● **What is required**: Report the count of lines below in which the string "surface" occurs; include nothing else.
[Extracted data]
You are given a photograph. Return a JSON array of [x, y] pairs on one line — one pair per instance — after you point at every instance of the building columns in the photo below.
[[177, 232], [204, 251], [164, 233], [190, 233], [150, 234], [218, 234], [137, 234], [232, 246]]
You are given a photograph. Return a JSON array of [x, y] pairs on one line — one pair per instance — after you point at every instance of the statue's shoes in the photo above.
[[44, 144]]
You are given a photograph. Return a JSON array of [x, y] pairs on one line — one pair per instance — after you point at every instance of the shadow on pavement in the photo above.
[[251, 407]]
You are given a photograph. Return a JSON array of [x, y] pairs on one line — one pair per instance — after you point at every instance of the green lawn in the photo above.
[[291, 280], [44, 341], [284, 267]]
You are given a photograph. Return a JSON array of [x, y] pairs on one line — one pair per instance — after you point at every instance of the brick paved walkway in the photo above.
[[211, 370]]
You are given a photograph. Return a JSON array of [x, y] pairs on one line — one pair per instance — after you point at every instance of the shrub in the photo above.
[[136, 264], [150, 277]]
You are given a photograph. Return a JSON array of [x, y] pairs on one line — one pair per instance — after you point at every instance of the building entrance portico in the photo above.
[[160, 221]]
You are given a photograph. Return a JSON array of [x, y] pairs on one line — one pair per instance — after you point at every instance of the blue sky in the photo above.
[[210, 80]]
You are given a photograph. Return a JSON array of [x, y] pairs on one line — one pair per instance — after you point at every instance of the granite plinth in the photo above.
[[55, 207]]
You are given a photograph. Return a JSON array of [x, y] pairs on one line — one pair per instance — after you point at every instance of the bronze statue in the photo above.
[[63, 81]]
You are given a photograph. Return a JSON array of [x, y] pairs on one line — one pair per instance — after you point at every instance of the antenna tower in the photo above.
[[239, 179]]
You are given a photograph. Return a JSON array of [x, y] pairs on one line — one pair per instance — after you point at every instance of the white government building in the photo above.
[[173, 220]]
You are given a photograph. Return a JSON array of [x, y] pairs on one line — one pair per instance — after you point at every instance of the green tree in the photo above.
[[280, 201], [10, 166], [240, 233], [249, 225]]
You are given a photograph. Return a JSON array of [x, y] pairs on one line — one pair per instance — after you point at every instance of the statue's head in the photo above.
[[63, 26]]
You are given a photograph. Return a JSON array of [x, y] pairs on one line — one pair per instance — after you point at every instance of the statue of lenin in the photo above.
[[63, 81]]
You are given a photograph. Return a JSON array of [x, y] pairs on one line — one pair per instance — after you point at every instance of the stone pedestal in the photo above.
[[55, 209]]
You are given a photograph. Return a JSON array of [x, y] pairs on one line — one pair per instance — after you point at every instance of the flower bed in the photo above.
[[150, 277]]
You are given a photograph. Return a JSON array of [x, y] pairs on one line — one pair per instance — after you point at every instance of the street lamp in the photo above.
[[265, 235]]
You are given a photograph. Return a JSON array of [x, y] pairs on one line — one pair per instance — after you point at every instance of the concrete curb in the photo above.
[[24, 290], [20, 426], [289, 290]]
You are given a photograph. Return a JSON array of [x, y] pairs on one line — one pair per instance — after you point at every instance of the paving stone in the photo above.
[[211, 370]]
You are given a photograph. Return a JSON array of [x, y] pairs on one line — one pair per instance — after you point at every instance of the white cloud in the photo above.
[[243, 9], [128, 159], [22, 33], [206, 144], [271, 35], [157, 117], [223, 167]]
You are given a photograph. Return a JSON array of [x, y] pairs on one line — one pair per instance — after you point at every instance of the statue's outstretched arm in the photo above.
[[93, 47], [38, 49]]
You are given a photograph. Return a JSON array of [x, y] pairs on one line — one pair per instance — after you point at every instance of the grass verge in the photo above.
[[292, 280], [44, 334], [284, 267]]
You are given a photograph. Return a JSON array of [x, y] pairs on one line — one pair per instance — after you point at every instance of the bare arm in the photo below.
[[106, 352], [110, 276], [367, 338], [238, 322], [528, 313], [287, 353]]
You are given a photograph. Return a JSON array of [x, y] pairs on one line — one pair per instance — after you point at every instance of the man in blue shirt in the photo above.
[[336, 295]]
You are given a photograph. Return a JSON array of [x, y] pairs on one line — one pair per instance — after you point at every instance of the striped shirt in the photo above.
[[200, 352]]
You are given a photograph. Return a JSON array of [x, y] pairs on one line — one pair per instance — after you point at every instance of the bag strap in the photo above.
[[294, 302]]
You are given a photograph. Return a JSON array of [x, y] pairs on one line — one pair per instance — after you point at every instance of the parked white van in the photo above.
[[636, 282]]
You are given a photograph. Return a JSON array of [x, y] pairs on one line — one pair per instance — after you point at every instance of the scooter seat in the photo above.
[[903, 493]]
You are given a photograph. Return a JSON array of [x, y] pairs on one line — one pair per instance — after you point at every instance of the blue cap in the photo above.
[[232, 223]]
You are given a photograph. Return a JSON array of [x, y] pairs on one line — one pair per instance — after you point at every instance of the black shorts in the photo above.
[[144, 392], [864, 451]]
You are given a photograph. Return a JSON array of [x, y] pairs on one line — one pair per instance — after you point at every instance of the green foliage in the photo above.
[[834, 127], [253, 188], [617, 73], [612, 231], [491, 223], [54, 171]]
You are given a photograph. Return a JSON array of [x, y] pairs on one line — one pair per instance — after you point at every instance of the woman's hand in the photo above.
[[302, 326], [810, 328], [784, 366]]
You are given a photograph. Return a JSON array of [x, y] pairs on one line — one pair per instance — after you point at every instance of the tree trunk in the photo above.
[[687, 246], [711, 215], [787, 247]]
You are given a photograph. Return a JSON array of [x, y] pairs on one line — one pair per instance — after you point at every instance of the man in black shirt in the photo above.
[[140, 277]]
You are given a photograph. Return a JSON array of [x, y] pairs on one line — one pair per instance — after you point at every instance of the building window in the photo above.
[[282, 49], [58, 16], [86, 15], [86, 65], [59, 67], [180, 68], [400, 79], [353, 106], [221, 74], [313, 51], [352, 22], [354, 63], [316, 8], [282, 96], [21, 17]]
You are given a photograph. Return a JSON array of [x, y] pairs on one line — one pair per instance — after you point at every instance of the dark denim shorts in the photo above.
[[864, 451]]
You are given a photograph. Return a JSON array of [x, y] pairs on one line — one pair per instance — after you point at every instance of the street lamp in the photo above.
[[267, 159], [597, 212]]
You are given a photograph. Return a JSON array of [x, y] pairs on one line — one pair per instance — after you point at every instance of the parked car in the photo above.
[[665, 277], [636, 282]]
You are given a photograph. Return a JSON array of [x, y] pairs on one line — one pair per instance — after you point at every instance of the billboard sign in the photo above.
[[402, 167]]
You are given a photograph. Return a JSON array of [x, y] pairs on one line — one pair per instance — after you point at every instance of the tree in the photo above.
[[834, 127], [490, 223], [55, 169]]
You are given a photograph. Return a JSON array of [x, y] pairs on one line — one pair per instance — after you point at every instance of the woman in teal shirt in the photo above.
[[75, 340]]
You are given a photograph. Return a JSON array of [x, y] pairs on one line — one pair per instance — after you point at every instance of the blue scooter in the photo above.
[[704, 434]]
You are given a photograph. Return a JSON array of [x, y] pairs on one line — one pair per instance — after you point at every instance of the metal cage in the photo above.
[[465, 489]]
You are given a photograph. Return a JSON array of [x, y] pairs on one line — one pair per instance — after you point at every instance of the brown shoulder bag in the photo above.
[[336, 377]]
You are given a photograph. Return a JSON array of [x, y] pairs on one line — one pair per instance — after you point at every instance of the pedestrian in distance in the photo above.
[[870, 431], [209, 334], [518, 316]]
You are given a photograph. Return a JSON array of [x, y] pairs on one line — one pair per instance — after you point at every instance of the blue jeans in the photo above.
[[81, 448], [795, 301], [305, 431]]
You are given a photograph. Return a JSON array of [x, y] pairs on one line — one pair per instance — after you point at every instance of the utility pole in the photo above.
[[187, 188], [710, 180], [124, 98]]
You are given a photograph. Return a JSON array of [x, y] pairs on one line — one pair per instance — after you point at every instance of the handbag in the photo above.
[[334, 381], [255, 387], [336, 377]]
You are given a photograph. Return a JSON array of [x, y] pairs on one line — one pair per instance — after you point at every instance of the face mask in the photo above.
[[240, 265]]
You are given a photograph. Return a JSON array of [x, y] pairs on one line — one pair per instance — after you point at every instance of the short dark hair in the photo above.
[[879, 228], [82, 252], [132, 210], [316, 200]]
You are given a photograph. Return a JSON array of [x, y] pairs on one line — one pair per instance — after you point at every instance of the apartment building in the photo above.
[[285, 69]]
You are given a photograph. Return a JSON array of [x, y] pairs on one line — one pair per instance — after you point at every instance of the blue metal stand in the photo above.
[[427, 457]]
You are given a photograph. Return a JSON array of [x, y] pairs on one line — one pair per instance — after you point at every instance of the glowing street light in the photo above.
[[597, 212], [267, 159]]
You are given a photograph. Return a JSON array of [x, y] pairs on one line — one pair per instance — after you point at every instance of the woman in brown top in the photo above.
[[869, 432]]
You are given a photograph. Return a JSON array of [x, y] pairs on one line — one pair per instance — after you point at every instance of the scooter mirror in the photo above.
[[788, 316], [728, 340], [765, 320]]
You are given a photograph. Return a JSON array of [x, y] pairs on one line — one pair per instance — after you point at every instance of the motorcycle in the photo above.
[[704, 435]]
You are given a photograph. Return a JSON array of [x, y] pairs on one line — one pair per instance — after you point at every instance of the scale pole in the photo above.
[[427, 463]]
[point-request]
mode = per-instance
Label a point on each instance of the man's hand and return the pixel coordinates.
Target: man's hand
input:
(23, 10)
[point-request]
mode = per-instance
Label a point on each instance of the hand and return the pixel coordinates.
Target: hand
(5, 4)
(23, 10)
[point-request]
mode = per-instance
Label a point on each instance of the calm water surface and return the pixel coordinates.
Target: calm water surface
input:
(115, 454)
[/Extracted data]
● **Answer box**: 2